• ACTIVITY A: Could you reproduce, word for word, the passage from the article on marijuana use and getting fired that opens with the words containing "Marijuana, Business, Money, Rights" and closes with "in the workplace."?
• ACTIVITY B: Which places does the article on marijuana use and getting fired say have de-criminalized recreational marijuana use? List every one.
• ACTIVITY C: Can you carry on the article on marijuana use and getting fired, beginning right after its final sentence?

• DOCUMENT EXTRACT:
+++++
If you smoke pot, you can still get fired

Marijuana, Business, Money, Rights

Federal law says that pot is as dangerous as heroin, more addictive than cocaine, and has no accepted medical purpose. Yet 23 states and DC have legalized medical marijuana in some form. Alaska, Colorado, Oregon, Washington, and D.C. have also de-criminalized recreational marijuana use. For the average worker – and their employers – this federal-state law paradox can have huge impact in the workplace.

Many employers, for instance, still choose to conduct workplace drug testing in various contexts (such as making it a condition of an employment offer), and “zero tolerance” policies remain valid. Despite numerous attempts to challenge that standard, pro-marijuana laws have had little impact on an employer’s ability to drug test or to terminate employees for marijuana use.
+++++
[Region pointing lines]
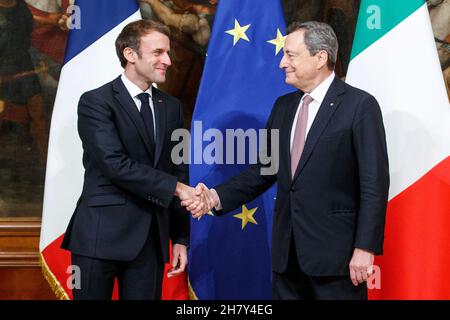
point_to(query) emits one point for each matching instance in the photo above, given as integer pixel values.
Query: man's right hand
(209, 198)
(188, 195)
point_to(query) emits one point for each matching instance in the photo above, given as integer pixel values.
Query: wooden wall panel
(20, 273)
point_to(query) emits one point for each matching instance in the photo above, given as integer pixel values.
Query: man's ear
(322, 56)
(129, 54)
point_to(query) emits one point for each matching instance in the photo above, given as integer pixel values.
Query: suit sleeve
(371, 152)
(179, 216)
(101, 142)
(251, 183)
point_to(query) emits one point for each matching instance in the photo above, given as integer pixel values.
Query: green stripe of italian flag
(394, 58)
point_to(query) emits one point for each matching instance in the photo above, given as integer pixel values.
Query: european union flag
(230, 255)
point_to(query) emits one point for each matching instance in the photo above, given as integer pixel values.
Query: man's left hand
(361, 266)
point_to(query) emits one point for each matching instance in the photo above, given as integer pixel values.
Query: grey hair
(318, 36)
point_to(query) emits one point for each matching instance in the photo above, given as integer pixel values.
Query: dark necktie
(300, 134)
(147, 116)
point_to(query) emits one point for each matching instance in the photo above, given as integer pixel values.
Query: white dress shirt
(134, 90)
(318, 94)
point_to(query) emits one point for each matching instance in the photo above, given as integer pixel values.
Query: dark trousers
(294, 284)
(139, 279)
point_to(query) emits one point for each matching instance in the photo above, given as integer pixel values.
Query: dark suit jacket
(337, 199)
(127, 184)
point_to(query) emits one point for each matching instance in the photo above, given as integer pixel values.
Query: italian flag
(395, 59)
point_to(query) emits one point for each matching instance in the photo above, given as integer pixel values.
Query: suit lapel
(285, 136)
(329, 105)
(159, 105)
(126, 101)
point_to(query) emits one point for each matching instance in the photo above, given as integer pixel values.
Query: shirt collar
(318, 94)
(133, 89)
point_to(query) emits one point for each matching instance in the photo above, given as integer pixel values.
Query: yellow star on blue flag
(246, 216)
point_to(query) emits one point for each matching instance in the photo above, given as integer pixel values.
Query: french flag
(90, 61)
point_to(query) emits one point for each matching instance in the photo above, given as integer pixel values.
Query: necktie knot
(147, 115)
(144, 96)
(307, 100)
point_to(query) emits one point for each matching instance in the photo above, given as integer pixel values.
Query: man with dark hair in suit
(333, 176)
(127, 210)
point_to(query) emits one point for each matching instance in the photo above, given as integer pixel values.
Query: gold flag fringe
(54, 284)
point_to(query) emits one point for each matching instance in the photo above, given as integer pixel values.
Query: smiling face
(150, 65)
(303, 70)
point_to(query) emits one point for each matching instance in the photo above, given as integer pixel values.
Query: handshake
(199, 200)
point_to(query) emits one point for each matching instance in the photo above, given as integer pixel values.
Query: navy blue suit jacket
(127, 184)
(336, 200)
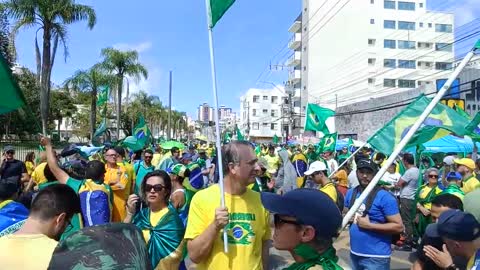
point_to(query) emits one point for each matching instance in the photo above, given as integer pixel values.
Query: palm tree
(52, 18)
(121, 64)
(90, 81)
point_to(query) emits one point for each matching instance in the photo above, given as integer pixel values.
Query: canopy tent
(448, 144)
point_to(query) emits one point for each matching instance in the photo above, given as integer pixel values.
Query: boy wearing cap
(372, 230)
(319, 173)
(305, 223)
(461, 233)
(465, 167)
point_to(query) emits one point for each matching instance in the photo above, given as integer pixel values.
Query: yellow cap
(469, 163)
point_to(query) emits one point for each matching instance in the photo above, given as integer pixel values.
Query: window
(424, 45)
(388, 82)
(406, 83)
(389, 4)
(389, 43)
(443, 66)
(391, 63)
(407, 64)
(443, 47)
(387, 24)
(406, 5)
(406, 25)
(443, 28)
(404, 44)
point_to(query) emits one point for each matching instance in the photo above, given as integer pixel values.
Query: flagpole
(344, 162)
(353, 209)
(217, 123)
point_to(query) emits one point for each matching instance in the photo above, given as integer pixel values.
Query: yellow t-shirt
(273, 163)
(470, 184)
(120, 193)
(26, 251)
(154, 219)
(248, 228)
(330, 190)
(38, 176)
(30, 167)
(424, 193)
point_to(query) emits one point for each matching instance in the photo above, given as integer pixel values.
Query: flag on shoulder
(217, 9)
(442, 121)
(316, 118)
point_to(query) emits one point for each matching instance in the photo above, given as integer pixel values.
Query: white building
(205, 113)
(350, 51)
(263, 114)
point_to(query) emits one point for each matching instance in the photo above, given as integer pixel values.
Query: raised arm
(61, 176)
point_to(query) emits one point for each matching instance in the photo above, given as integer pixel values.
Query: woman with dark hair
(162, 228)
(30, 162)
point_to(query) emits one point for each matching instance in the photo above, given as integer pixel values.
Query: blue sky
(171, 35)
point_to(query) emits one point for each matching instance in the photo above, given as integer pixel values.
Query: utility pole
(169, 127)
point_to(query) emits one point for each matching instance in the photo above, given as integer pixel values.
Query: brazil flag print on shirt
(247, 229)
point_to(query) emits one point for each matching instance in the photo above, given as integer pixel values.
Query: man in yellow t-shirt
(32, 246)
(318, 173)
(248, 221)
(465, 167)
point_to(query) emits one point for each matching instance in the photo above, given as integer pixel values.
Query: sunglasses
(156, 188)
(278, 221)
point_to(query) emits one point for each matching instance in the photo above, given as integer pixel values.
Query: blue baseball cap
(310, 206)
(456, 225)
(454, 175)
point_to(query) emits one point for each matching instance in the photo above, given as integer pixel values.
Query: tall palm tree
(52, 18)
(90, 81)
(121, 64)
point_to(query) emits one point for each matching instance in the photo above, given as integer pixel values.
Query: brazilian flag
(441, 122)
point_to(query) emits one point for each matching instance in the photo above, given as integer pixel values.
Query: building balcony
(294, 76)
(295, 59)
(295, 42)
(296, 27)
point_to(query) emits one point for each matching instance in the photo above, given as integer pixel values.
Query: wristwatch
(451, 267)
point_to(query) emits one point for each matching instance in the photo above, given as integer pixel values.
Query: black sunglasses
(278, 221)
(156, 188)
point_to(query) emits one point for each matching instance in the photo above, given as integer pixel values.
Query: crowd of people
(160, 208)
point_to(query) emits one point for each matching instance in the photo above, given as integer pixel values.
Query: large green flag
(442, 121)
(12, 96)
(328, 143)
(101, 128)
(240, 135)
(102, 95)
(141, 131)
(217, 9)
(316, 117)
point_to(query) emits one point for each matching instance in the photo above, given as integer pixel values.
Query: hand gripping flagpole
(217, 125)
(408, 136)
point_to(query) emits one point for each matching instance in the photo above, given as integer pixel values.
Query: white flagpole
(407, 138)
(217, 124)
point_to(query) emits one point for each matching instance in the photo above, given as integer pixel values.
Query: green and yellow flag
(442, 121)
(316, 117)
(328, 143)
(217, 9)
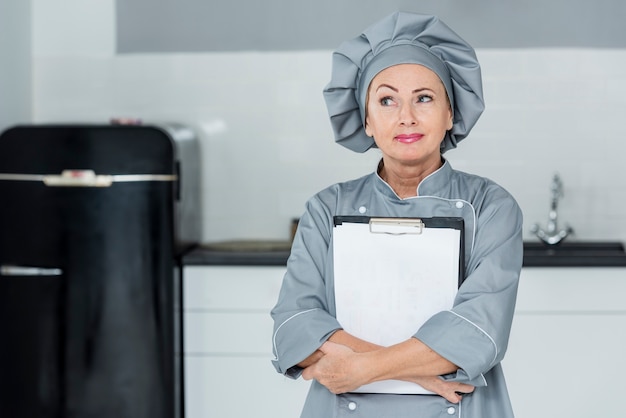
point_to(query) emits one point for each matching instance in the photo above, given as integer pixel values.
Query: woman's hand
(451, 391)
(337, 370)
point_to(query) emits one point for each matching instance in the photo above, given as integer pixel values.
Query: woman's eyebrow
(417, 90)
(388, 86)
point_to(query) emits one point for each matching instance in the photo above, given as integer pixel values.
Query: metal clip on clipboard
(396, 226)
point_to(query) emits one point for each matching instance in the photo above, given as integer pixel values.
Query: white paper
(387, 286)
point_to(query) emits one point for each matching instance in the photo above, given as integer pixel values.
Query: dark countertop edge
(201, 257)
(574, 262)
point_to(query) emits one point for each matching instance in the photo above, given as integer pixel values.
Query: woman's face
(408, 114)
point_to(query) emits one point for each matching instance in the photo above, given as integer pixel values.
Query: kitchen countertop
(276, 253)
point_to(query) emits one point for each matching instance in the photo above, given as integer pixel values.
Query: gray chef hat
(402, 38)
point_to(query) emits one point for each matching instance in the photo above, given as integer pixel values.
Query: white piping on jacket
(283, 323)
(495, 346)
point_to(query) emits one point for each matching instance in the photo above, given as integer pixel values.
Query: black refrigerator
(94, 220)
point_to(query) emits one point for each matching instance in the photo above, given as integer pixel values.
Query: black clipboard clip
(396, 226)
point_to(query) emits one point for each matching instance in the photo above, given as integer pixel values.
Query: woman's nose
(408, 116)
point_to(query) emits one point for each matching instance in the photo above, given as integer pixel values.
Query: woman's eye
(386, 101)
(424, 98)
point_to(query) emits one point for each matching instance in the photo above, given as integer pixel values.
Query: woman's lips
(409, 138)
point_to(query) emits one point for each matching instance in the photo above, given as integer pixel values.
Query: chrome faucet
(552, 235)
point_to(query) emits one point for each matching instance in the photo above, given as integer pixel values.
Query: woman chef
(411, 87)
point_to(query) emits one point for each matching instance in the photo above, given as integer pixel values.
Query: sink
(575, 254)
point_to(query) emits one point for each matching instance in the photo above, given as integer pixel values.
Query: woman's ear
(367, 129)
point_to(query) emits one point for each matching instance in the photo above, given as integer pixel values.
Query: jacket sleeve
(302, 322)
(474, 333)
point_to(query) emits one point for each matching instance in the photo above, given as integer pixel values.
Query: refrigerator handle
(9, 270)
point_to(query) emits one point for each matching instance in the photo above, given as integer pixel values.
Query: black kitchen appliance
(93, 222)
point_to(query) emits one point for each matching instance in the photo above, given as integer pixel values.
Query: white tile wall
(267, 144)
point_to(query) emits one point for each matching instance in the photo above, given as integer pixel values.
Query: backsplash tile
(267, 145)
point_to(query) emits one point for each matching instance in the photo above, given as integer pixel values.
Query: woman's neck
(404, 179)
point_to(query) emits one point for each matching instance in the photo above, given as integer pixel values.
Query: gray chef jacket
(473, 334)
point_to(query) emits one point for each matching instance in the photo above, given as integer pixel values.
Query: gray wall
(15, 63)
(235, 25)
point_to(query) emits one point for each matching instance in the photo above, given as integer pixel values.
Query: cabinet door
(565, 355)
(228, 350)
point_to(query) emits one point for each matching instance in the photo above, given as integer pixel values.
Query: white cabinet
(566, 355)
(228, 349)
(565, 358)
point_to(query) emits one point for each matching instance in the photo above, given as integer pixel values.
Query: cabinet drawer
(578, 289)
(233, 387)
(237, 333)
(232, 287)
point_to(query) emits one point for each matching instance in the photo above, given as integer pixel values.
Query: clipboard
(392, 275)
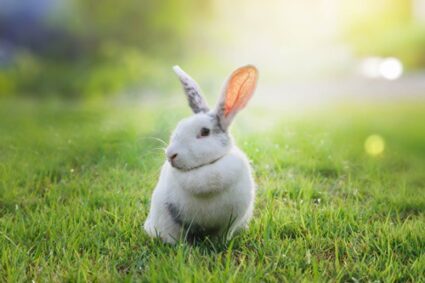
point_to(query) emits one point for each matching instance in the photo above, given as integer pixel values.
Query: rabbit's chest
(209, 211)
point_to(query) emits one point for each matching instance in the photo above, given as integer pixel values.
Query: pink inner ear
(240, 89)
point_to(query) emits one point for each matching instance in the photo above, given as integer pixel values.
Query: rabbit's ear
(237, 91)
(192, 90)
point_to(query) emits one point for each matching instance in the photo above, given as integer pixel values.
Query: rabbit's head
(204, 138)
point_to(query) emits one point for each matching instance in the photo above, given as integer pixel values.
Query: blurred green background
(84, 49)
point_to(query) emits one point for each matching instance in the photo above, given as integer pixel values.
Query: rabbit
(205, 185)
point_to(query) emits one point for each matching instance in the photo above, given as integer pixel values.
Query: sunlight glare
(391, 68)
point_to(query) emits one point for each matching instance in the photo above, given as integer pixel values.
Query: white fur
(210, 182)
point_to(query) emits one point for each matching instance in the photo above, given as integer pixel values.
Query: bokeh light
(374, 145)
(391, 68)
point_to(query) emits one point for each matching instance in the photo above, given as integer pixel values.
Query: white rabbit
(205, 186)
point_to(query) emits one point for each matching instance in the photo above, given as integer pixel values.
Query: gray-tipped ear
(192, 90)
(237, 91)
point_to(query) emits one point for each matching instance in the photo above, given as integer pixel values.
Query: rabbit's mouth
(187, 169)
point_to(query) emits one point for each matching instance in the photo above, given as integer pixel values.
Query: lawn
(76, 180)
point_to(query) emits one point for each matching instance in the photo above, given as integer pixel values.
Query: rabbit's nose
(171, 155)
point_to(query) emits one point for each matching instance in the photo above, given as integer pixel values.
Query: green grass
(75, 184)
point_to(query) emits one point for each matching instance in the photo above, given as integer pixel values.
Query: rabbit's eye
(205, 132)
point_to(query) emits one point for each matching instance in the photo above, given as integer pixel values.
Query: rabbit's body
(206, 186)
(216, 198)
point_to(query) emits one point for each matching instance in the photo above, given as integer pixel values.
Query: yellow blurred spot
(374, 145)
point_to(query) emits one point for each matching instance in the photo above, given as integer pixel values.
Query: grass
(75, 184)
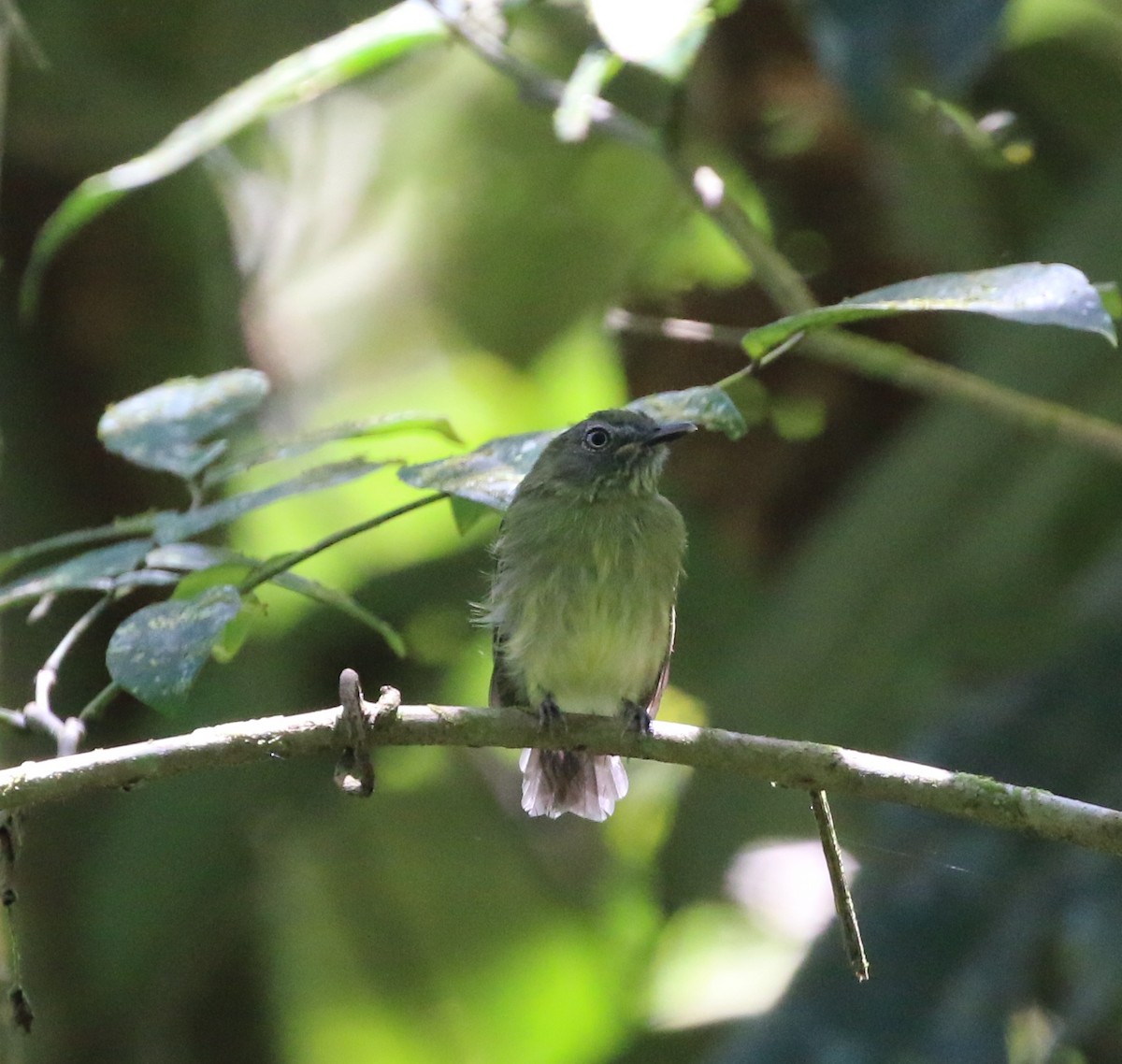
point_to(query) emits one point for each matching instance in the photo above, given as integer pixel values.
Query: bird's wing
(660, 686)
(505, 689)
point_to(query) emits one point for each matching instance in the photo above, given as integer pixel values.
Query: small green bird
(583, 600)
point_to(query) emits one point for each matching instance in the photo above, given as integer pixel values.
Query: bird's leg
(635, 717)
(549, 714)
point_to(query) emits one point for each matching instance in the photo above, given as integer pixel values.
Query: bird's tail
(555, 782)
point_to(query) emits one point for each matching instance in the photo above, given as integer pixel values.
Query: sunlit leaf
(172, 526)
(346, 604)
(582, 95)
(489, 474)
(210, 565)
(1033, 293)
(94, 570)
(157, 653)
(663, 37)
(165, 426)
(296, 79)
(708, 407)
(381, 424)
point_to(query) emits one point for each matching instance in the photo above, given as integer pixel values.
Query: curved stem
(800, 766)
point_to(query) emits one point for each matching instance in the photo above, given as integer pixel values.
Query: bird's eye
(597, 438)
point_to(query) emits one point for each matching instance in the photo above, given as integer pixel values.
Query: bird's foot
(637, 718)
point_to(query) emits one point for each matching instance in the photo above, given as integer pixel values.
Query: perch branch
(800, 766)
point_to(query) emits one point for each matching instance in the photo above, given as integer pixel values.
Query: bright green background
(421, 240)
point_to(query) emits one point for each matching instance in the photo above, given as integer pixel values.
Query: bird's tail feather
(555, 782)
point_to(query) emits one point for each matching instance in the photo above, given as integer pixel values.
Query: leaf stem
(266, 571)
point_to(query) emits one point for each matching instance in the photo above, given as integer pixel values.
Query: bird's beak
(671, 431)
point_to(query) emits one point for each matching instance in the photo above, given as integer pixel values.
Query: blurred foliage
(419, 239)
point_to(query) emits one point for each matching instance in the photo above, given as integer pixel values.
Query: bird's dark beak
(670, 431)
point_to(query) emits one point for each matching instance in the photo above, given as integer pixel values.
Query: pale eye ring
(597, 438)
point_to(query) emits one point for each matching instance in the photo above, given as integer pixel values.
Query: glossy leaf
(158, 651)
(209, 565)
(119, 530)
(94, 570)
(489, 474)
(1033, 293)
(173, 526)
(382, 424)
(165, 426)
(295, 79)
(708, 407)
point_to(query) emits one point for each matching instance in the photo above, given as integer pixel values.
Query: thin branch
(842, 900)
(284, 563)
(800, 766)
(773, 272)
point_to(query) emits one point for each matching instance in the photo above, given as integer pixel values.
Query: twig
(284, 563)
(800, 766)
(785, 286)
(842, 900)
(38, 712)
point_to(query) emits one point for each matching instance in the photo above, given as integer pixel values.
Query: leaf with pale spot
(157, 653)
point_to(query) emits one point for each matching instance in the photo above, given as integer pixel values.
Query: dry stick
(800, 766)
(785, 285)
(842, 900)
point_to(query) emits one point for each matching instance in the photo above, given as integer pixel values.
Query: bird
(583, 598)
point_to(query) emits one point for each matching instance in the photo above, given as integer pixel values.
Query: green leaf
(467, 514)
(235, 634)
(296, 79)
(96, 570)
(708, 407)
(573, 115)
(157, 653)
(172, 526)
(164, 427)
(382, 424)
(489, 474)
(1033, 293)
(798, 418)
(119, 530)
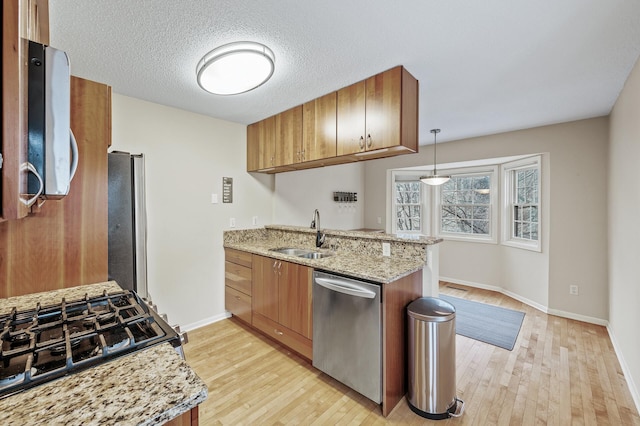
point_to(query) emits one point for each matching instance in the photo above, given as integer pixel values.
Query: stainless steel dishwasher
(347, 332)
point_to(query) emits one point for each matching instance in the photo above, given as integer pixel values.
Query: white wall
(624, 229)
(574, 239)
(300, 192)
(186, 157)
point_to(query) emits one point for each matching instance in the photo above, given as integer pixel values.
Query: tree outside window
(525, 204)
(465, 205)
(408, 206)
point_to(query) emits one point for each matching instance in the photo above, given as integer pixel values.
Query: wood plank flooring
(560, 372)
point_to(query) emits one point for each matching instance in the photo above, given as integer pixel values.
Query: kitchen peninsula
(357, 253)
(270, 284)
(147, 387)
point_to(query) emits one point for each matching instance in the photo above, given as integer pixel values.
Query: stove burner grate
(44, 343)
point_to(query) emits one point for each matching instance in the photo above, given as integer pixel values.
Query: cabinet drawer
(288, 338)
(236, 256)
(238, 277)
(239, 304)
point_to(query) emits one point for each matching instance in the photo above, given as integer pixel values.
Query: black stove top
(46, 343)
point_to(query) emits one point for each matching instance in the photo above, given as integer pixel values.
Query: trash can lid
(431, 309)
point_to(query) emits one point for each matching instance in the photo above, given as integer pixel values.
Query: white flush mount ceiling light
(434, 179)
(235, 68)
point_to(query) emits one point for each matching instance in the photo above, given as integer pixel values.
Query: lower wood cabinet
+++++
• YOUR RESPONSE A:
Marijuana, Business, Money, Rights

Federal law says that pot is as dangerous as heroin, more addictive than cocaine, and has no accepted medical purpose. Yet 23 states and DC have legalized medical marijuana in some form. Alaska, Colorado, Oregon, Washington, and D.C. have also de-criminalized recreational marijuana use. For the average worker – and their employers – this federal-state law paradox can have huge impact in the workplace.

• YOUR RESPONSE B:
Alaska
Colorado
Oregon
Washington
D.C.

• YOUR RESPONSE C:
Some examples:

  • In Ross v. Ragingwire Telecommunications, Inc., California’s highest court found that the state’s medical marijuana law protects individuals only from criminal prosecution, ruling in favor of an employer who declined to hire an injured vet taking medical marijuana to treat chronic back pain after he failed his pre-employment drug test.
  • Oregon’s Supreme Court, in Emerald Steel Fabricators, Inc. v. Bureau of Labor and Industries similarly found for an employer who fired a heavy-machine operator who had used medical marijuana to treat muscle spasms during the two weeks before a drug test.
  • In 2011, in Roe v. Teletech, Washington State’s highest court upheld the termination of a medical marijuana user for a non-safety-sensitive position, even when she disclosed her valid prescription before being asked to take the pre-employment drug test. The court rationalized there was no clear public policy protecting employees from termination even for lawful home use because Washington’s law provided only a defense to criminal prosecution.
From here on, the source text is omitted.